Reading text -
## START

Monday, November 21, 2005

100 things about Haze..




1. i'm a coffee addict. i can't live without coffee
2. i can stay in my room the whole day just reading
3. i can finish a book in one sitting as long as the story's good
4. i tend to forget eating if i'm really engaged in the book that i'm reading
5. i'm a big crybaby
6. i'm a big daddy's girl
7. i love eating champorado with cheese!
8. i'm absolutely terrified of flying cockroaches. (mas madali silang patayin gamit ang slippers pag gumagapang lang sila)
9. i never rode a rollercoaster in my life.
10. because i'm terrified of riding one. but i plan to face my fear one of these days
11. i hate cleaning bathrooms
12. i love to learn to cook but the skill doesn't like me hehe
13. i am not skilled in domestic chores
14. i love eating potato chips and make that cheese and sour crream please!
15. i can be a couch potato if i want to
16. i am currently addicted in buying baby clothes and things for kyle
17. i can't watch tv sitting, i prefer watching lying down
18. i'm a frustrated writer
19. i have tons of notebooks lying around in my room which i used as my journals when i was younger
20. i'm planning to take up my mba next year. hopefully!!
21. i'm a big scaredy cat
22. i get really pissed off when people cut in line
23. i have road rage... and i don't know how to drive yet..
24. i am obsessed with my KYLE and KEON
25. i can't sleep if aishi's not yet home
26. i am one big jealous wife
27. i was once mistaken as a tomboy freshman year in highschool.
28. i have more guy friends than girls
29. i am more comfortable being with guys than girls
30. i love the color purple and anything with purple
31. but i hate eating ube ice cream, ube macapuno to be exact
32. sometimes i love to procrastinate
33. i have prescription glasses but i don't wear them at all
34. when i was i kid, i loved having my picture taken, i have 4 albums to prove it
35. i can easily memorize songs. i just have to hear it 3-4 times
36. i can't poo without smoking
27. i really laugh out loud and non stop
38. it's so easy to make me laugh
39. i'm one bad manlalait na tao.
40. i had this tradition before that i grow my hair long just in time for graduation then chop if all off after.
41. i'm really scared of the dark
42. at 25 years old i still sleep with a night light on
43. i sleep with the blanket covering me from head to foot. (imagine a human lumpia! )

## END

Entries provided -
## START

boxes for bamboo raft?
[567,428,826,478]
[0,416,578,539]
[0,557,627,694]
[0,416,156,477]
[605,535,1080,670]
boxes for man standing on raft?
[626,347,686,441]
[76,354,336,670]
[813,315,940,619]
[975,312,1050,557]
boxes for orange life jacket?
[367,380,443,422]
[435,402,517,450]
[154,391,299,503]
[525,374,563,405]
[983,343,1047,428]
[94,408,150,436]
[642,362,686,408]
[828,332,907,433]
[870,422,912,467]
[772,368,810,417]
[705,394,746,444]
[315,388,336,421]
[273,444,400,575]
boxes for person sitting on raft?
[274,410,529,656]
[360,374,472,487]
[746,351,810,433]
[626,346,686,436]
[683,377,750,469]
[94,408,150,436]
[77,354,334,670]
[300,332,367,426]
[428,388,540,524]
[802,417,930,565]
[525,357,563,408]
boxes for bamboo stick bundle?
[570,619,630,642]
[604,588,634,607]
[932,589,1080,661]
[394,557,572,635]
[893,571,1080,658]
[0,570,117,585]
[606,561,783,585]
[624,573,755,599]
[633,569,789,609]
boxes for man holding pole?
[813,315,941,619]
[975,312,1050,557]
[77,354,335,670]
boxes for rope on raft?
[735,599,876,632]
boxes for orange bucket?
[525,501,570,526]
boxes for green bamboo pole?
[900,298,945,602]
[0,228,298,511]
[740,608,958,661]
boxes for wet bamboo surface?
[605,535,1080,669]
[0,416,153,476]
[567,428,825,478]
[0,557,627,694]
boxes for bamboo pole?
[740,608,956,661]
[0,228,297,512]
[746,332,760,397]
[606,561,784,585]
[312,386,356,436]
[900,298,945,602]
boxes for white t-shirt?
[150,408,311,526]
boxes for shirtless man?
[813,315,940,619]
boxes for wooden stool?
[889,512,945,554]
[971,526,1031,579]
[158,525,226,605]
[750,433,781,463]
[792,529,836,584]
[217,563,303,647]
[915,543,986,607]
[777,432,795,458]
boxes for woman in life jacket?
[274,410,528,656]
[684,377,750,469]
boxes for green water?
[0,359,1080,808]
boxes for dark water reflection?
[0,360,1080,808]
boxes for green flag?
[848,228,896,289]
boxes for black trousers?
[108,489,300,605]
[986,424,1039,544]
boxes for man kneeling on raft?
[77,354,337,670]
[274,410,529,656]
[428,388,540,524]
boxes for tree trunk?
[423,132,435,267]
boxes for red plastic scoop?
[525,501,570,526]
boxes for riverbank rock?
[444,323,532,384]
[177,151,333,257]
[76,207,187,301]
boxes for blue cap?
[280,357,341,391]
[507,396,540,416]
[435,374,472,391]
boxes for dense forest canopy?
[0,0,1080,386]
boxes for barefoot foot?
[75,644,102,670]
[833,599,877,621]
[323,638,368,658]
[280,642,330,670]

## END

What to work on -
1. From the list of things about Haze, name everything the writer says they are terrified of or scared of.
2. Resume the list of things about Haze after its last item, keeping the same numbering and style.

Responses by task -
1.
- Flying cockroaches
- Riding a rollercoaster
- The dark

2.
44. i have a secret hiding spot for the chips that i bring in my room which i don't share
45. i don't keep my shoes inside their respective boxes
46. i love mayonnaise on almost anything
47. i have low tolerance for beer
48. the record that i have for tequila shots is 7 and i'm just sober
49. i love writing with a fine tipped pen
50. aishi tells me that i'm pikon
51. i have this ability to save money (which right now is on hold due to increasing expenses and stagnant salary)
52. i have my OC tendencies and moments
53. i'm learning photoshop and flash in the hopes of getting a racket which would be a great source of income!
54. i have a hard time shopping for shoes. i have to find that perfect pair
55. i usually buy shoes that are square toed
56. i am t-shirt and jeans type of girl
57. but i do own a few kikay girly clothes
58. i love the beach and basking in the sun with of course a good book
59. i'm a ym addict. i love chatting with friends
60. i went through the boy band phase in highschool.
61. i love collecting magazines
62. i hate it when people arrive late even when there's an agreed time.
63. i hate waiting for people
64. i hate being late and avoid (try as i might) to come early for work
65. i can stay the whole day in starbucks with coffee and a good book
66. i stayed in powerbooks the whole day and finished a book without buying it
67. my handwriting depends on my mood
68. i can't sleep without my 4 pillows
69. i miss sleeping beside aishi (that would be a different blog entry)
70. i hate it when people send sms with abbreviated words. i have a hard time reading and decoding it
71. the bed that i slept on when i was single was my grandma's bed, including the matress
72. when i cry, i can't breathe
73. i prefer to spend my luch breaks with my bestfriend
74. nail polish does not last long on my nails.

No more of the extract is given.